■ Records for this exercise ■
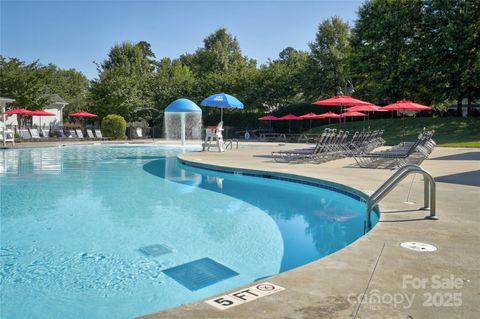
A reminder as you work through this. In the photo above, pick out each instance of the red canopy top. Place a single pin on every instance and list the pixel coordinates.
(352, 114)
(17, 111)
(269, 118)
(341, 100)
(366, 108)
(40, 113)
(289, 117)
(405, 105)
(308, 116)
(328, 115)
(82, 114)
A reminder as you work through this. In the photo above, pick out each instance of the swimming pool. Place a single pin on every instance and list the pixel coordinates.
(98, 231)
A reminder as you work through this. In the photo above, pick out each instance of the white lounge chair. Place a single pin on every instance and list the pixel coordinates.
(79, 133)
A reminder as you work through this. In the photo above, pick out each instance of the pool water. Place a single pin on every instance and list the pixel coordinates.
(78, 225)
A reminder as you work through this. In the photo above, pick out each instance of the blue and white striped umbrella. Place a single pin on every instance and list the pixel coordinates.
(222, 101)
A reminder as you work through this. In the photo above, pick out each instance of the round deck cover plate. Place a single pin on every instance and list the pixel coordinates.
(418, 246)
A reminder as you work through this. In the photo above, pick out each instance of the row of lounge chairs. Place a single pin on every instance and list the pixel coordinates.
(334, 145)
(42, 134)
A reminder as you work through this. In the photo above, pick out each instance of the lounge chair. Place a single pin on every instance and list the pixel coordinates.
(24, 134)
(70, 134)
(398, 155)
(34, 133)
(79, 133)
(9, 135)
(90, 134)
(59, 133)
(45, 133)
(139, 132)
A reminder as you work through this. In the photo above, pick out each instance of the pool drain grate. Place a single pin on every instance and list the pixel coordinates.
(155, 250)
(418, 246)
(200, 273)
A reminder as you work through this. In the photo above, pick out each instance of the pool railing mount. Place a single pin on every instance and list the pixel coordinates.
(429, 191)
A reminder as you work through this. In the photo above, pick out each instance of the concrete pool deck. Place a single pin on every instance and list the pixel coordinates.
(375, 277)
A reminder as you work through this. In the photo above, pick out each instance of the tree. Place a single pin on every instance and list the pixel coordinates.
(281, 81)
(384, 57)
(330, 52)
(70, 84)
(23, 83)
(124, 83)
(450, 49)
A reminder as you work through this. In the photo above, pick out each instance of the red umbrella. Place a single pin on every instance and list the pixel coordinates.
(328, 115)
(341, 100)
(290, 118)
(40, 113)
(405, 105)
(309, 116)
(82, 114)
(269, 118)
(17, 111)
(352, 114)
* * *
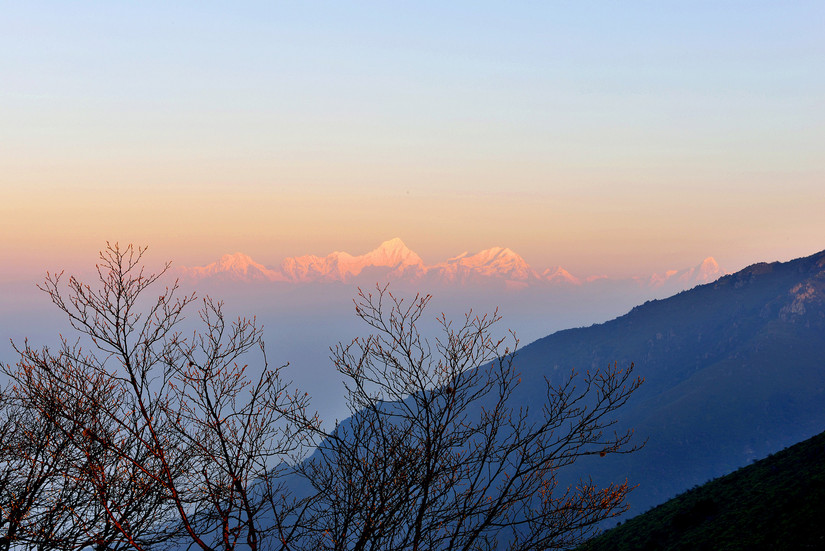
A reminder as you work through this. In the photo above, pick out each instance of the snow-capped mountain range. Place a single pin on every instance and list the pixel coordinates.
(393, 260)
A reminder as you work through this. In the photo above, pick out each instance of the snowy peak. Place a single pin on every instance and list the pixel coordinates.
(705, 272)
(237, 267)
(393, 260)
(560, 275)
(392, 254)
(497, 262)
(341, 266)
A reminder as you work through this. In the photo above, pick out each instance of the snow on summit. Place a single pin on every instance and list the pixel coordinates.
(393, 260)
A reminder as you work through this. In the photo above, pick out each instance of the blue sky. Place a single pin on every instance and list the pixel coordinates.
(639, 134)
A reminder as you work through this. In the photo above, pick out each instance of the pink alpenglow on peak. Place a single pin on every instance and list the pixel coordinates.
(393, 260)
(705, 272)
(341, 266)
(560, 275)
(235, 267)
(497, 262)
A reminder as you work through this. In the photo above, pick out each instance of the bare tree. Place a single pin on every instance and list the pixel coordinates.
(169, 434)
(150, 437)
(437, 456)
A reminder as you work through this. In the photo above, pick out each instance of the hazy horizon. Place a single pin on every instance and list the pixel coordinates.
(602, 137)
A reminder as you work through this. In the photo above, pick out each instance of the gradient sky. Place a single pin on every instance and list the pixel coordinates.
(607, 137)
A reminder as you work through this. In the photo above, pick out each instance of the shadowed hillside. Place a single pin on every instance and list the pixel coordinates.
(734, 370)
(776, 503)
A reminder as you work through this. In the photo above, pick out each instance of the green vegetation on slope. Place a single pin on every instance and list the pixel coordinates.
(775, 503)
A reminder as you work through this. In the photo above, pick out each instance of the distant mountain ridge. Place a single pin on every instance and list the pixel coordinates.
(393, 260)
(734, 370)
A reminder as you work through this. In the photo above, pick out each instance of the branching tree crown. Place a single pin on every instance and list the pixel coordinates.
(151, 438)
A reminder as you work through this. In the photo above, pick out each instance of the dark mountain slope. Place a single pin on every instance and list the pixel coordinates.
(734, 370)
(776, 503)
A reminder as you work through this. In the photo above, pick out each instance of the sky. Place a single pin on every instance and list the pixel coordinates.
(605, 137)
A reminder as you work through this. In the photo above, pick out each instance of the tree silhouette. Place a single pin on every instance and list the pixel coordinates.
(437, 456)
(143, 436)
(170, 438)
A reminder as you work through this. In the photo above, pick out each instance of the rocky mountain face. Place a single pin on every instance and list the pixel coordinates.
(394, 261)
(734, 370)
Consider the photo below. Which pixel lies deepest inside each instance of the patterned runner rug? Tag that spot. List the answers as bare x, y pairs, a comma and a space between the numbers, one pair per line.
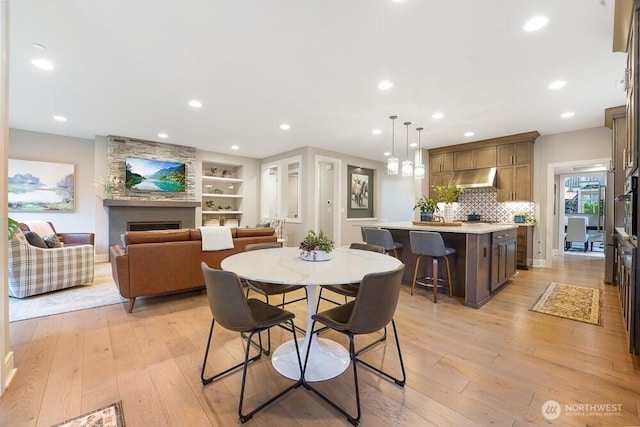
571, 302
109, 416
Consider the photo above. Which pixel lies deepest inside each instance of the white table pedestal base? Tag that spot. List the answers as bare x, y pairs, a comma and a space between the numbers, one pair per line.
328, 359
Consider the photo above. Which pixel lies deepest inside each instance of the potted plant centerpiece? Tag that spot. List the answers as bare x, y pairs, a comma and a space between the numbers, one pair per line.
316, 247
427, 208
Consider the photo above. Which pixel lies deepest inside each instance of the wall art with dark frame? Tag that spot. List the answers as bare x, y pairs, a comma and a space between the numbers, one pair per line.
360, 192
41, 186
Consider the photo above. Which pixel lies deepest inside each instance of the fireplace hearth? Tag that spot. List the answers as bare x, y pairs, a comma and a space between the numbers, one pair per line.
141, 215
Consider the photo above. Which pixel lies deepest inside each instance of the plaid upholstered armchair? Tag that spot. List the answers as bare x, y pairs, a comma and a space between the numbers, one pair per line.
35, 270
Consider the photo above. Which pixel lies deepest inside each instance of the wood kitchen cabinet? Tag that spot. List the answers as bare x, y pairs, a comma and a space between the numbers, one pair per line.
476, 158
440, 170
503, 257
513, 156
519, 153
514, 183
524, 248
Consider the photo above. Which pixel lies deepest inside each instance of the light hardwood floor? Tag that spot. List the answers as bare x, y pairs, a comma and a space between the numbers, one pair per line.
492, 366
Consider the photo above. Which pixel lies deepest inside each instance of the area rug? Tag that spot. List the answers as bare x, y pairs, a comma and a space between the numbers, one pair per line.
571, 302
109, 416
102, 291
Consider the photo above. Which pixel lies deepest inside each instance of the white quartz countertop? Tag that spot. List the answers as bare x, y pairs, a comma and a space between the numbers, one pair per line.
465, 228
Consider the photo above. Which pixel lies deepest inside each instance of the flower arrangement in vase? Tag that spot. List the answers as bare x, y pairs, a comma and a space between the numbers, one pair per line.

■ What you have to do ■
Take the lines above from the one containing "the white quartz" to the one containing "of the flower" and retype them exactly, both ends included, with nothing added.

■ Answer section ■
Consider the photo above. Which pixel lies deepest inside each instance of the white quartz countertop? Tag that spot. List the answers as bare x, y pairs, a comma and a space between the numbers, one pair per line.
465, 228
Consider the photo above. Which pixel lies deepest inside each instance of the flower arrangement in vase? Tag that spot. List the answers as bare x, y pairs, a comma and a space between the numbers, one pair per line.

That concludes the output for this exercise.